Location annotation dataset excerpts
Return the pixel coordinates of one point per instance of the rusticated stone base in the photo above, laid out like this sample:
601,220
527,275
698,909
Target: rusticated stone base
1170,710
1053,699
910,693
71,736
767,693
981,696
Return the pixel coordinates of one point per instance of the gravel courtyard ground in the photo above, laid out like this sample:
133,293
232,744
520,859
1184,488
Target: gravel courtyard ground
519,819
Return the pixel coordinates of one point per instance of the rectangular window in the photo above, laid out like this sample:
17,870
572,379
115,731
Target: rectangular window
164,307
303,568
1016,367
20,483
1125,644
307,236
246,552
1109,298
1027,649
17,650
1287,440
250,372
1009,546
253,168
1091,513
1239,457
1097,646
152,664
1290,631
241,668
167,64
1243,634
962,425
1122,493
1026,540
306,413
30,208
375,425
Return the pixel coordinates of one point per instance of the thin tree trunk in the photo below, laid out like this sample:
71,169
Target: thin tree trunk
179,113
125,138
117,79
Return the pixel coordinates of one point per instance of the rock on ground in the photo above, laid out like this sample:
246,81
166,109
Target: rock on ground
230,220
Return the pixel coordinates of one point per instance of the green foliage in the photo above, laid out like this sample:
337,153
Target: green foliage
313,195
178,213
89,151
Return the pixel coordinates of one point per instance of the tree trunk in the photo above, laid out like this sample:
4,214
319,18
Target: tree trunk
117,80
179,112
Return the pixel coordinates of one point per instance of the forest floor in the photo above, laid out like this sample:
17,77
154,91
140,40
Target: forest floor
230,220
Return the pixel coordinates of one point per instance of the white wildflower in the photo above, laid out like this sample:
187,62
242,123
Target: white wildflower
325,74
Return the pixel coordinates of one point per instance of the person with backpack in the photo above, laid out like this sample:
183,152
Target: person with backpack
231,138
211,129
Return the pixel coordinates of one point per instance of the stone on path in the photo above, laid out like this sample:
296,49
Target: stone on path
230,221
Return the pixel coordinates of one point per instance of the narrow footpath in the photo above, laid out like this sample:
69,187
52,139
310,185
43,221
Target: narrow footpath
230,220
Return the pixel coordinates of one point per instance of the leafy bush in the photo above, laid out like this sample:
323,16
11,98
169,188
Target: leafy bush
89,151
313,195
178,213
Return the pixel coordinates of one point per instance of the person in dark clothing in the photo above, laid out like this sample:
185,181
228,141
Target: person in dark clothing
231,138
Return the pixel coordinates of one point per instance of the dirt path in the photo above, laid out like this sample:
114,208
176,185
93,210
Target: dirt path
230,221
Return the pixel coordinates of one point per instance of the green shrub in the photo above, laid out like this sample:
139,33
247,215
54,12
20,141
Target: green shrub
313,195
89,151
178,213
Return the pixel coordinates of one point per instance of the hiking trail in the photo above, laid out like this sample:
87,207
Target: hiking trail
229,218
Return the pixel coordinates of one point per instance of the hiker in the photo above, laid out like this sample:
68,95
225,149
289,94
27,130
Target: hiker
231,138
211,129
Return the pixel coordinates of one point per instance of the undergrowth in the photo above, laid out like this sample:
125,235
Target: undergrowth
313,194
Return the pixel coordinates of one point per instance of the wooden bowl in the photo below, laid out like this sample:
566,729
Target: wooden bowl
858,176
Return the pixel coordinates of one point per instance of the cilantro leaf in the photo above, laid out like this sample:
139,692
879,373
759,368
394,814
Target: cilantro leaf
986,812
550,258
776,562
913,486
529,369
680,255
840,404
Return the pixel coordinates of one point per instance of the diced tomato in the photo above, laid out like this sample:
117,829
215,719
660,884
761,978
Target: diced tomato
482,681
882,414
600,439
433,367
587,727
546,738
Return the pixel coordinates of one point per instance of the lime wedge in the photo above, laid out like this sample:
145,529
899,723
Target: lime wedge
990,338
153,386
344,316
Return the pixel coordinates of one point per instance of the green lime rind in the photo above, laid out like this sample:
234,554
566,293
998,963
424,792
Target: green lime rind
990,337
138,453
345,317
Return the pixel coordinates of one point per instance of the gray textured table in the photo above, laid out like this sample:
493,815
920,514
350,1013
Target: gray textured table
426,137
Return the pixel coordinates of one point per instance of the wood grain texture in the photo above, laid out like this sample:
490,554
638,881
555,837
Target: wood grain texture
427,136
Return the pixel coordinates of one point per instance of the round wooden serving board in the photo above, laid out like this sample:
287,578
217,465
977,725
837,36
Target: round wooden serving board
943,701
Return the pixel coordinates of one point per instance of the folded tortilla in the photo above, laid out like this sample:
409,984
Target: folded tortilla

- _Exercise_: Copy out every one of the records without changing a single character.

- _Answer_:
Return the pixel coordinates of one point per instance of the rusticated stone base in the photo above, laid out like this sample:
601,220
527,275
698,909
Target: rusticated stone base
1170,710
1053,699
910,693
71,736
767,693
981,696
Return the pixel coordinates of one point per instance of the gravel courtyard ground in the photo above, laid out like this sample:
133,293
232,744
520,859
1184,488
Target: gravel courtyard ground
519,819
Return the pixel coordinates of one point per instance of the rectangular window in the photo above, laid out like this sample:
17,870
572,379
115,731
Target: rectangular window
164,307
303,568
1016,367
20,483
1125,644
307,236
246,552
1109,298
1027,649
17,650
1287,440
250,372
1009,546
253,168
1091,513
1239,457
1097,646
152,664
1290,631
241,668
167,64
1243,634
962,425
1122,493
1026,540
306,413
30,208
375,425
Return the pixel coordinates of one point per instance of the thin tree trunk in the photo below, laid out like this sample:
71,169
Target: thin tree trunk
179,113
125,138
117,79
Return the pixel coordinates of one point per instance of the rock on ground in the photo above, laid out like this sample:
246,81
166,109
Target: rock on ground
230,220
Return the pixel coordinates of one point per instance of the green foliage in the photo above, laid out like this sample:
337,153
Target: green foliage
313,195
178,213
89,151
Return the pixel coordinates of one point per instance of the tree trunk in the photo above, laid out like this sample:
4,214
319,18
Target: tree trunk
117,80
179,112
Return the pixel coordinates of one point per instance of the forest floor in the photo above, laid out like this sample:
17,77
154,91
140,40
Target: forest floor
230,220
Return the pixel coordinates of one point per instance of the white wildflower in the photo above, laid out like this sample:
187,62
242,123
Target: white wildflower
325,74
Return the pixel coordinates of one point per instance of the person with backpack in the photo above, laid out like this sample:
183,152
Target: person with backpack
231,138
211,129
Return the pixel coordinates of one point per instance of the stone on path in the photo above, laid out like this sample:
296,49
Target: stone on path
230,221
Return the pixel coordinates of one point per instance of the narrow footpath in the photo above, laid out like this sample:
69,187
52,139
310,185
43,221
Target: narrow footpath
230,220
Return the pixel coordinates of one point per instance of the leafy bush in the photo above, laid out like this sample:
323,16
11,98
169,188
Target: leafy bush
89,151
313,195
178,213
Return the pixel coordinates of one point per instance of the person in dark clothing in the photo above, laid out like this sample:
185,181
228,141
Target: person in dark clothing
231,138
Return the pixel coordinates of one point per instance of the dirt path in the photo above, laid out like this sample:
114,208
176,185
93,210
Target: dirt path
230,221
Return the pixel coordinates of one point per instance of the green shrub in the photo above, laid out like this sample:
139,33
247,215
54,12
20,141
Target: green shrub
313,195
89,151
178,213
Return the pixel coordinates of one point per instance of the hiking trail in the photo above, laid out like this sample:
87,207
Target: hiking trail
229,218
Return the pixel coordinates of one point per instance of the hiker in the photo above, laid out like this sample:
68,95
225,149
289,94
27,130
Target: hiker
231,138
211,129
Return the pixel coordinates of one point per instance of the undergrowth in the photo above, laid out like this sample:
125,235
Target: undergrowth
313,194
Return the pixel coordinates of one point per instance of the wooden bowl in the photo below, laid out like this sample:
566,729
Target: wooden bowl
858,176
Return the pixel coordinates of one point per instance of the cilantro leaf in the photo above, laid out like this sample:
139,692
879,373
759,368
394,814
Target: cilantro leaf
986,812
550,258
776,562
913,486
529,369
680,255
840,404
Return the pixel coordinates of one point per instance of the diced tomato in the photo above, laid out like this sample:
117,829
215,719
660,884
761,978
Target: diced tomato
482,681
882,414
600,439
433,367
587,727
546,738
Return the pixel coordinates of one point per instance of the lime wedge in the photo above, laid out like this sample:
145,529
899,723
Target: lime wedge
990,338
153,386
344,316
Return the pixel coordinates of one point per instance of the green lime rind in the photo above, laid out like this sample:
234,554
566,293
998,963
424,792
Target: green lime rind
990,337
138,453
345,317
Return the pixel coordinates of one point per instance of the gray textured table in the photo above, laid out like this sample:
493,815
920,514
350,1013
Target: gray textured table
426,137
Return the pixel coordinates of one point per instance of the wood grain texture in the photo above, laid out like this sample:
490,554
638,881
555,837
Target: wood grain texture
427,136
Return the pixel coordinates of one point per instance of the round wooden serving board in the photo above, laid out like this sample:
287,578
217,465
977,725
837,36
Target: round wooden serving board
943,701
Return the pixel coordinates of one point per instance of the folded tortilla in the photo above, laid out like this sample:
409,984
Target: folded tortilla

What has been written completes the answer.